## Stated exercise
According to the text below on the audit of the ARMM impact projects, how much did the government overpay because contractors bloated the accomplishment reports for concreting the Cotabato-Lanao Road?

## Document text
After the creation of the Autonomous Region for Muslim Mindanao (ARMM), the regional Department of Public Works and Highways (DPWH-ARMM) began the implementation of regional, provincial and district impact projects to be funded from the infrastructure seed money of P615 Million from the Office of the Regional Governor of ARMM.

On October 15, 1992, the Commission on Audit-Special Audit Office (COA-SAO) conducted a physical inspection of the impact projects and found several irregularities therein. More specifically, the COA-SAO found that in relation to the concreting of the Cotabato-Lanao Road, the contractors bloated the accomplishment reports. This enabled them to claim on their progress billings, resulting in an overpayment by the government of P4,164,000.00, and concealed the negative slippage incurred by said contractors. It also discovered that mobilizations fees advanced to contractors amounting to P15,798,675.00 remained unrecouped, when these were supposed to be deducted from contractors’ progress billings.

## Material shown

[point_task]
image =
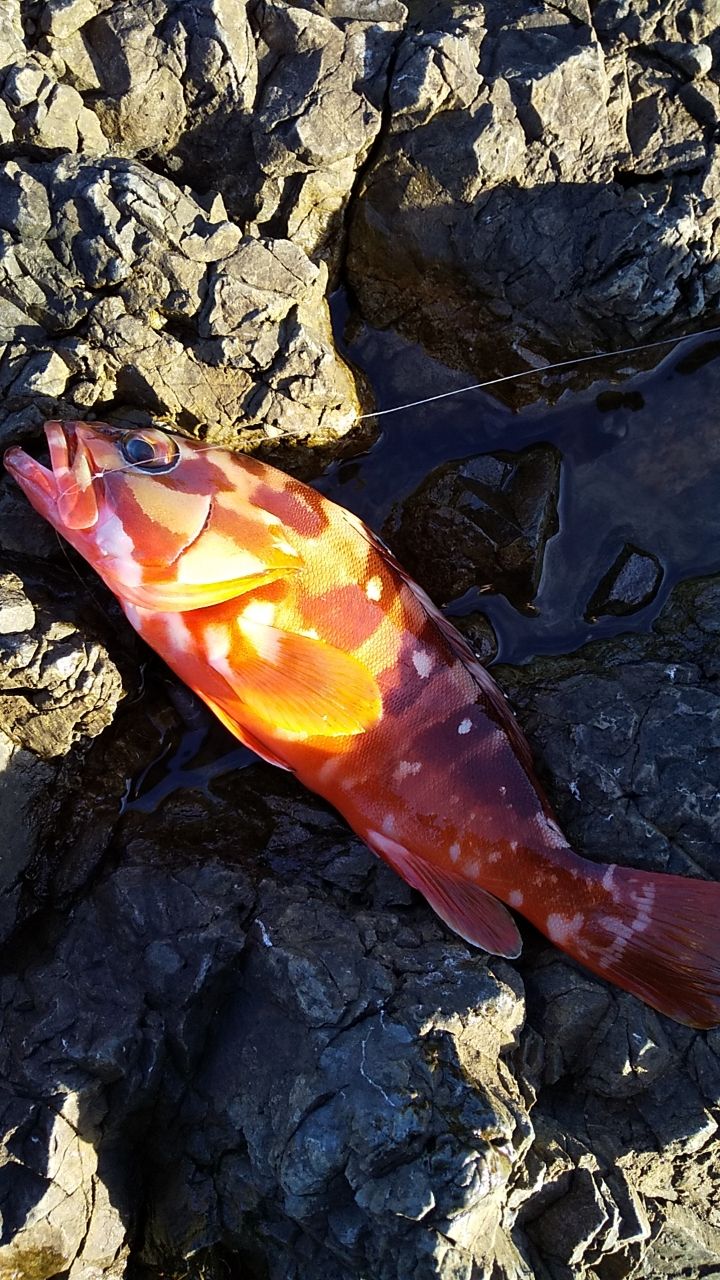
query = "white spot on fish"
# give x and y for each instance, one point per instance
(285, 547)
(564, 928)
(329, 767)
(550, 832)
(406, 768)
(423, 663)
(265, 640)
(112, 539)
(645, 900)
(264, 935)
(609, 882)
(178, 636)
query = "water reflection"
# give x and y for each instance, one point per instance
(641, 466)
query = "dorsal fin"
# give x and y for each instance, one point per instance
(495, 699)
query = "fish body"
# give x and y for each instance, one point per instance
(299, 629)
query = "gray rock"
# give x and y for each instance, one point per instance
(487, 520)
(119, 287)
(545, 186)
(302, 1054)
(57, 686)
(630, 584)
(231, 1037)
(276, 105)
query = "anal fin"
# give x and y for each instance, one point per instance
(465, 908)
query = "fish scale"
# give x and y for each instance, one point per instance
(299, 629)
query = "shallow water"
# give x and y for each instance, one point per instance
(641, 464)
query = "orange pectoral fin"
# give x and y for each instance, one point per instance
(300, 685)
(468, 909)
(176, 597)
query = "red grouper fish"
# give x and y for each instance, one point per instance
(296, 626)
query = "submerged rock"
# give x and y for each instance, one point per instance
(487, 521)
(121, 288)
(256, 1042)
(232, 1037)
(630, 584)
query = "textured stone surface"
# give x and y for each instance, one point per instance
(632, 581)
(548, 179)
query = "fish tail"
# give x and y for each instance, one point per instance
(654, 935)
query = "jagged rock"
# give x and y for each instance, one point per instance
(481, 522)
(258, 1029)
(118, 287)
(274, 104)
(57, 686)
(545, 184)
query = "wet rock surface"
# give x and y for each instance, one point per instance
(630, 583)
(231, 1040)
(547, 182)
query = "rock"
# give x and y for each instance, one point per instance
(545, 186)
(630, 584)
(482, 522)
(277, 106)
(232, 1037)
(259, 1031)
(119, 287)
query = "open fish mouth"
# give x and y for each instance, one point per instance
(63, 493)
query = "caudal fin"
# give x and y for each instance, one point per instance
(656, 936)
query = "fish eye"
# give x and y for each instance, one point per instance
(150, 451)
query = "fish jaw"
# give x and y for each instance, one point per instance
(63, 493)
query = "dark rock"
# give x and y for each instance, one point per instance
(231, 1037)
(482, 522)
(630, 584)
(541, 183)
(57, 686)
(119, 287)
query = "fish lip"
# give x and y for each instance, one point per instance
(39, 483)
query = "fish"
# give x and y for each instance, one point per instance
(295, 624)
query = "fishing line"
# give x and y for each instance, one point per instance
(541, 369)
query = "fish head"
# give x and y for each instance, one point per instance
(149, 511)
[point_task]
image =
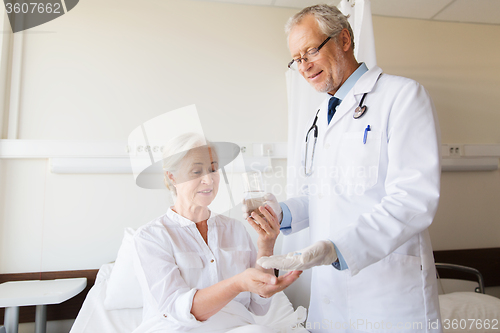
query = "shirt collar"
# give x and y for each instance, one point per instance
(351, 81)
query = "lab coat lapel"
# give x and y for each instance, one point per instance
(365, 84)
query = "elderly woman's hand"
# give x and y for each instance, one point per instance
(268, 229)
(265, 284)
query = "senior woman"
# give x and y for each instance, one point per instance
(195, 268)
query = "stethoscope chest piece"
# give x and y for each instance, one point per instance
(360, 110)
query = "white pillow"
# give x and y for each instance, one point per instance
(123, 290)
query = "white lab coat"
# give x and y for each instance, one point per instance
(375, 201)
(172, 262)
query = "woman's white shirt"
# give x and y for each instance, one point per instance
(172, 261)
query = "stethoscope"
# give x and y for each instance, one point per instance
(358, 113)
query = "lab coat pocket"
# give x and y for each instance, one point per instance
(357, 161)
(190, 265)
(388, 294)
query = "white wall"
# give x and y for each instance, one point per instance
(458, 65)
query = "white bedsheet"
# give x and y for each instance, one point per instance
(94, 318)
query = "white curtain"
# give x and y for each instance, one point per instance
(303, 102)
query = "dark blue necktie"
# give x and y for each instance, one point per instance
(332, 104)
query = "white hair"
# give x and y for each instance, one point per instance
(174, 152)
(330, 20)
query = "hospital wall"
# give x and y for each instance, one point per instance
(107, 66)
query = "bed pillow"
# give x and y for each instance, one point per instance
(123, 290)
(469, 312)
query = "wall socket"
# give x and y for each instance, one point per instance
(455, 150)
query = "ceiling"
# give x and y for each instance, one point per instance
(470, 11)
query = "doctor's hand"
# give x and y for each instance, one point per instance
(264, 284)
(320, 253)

## Answer to the task
P4,164,000.00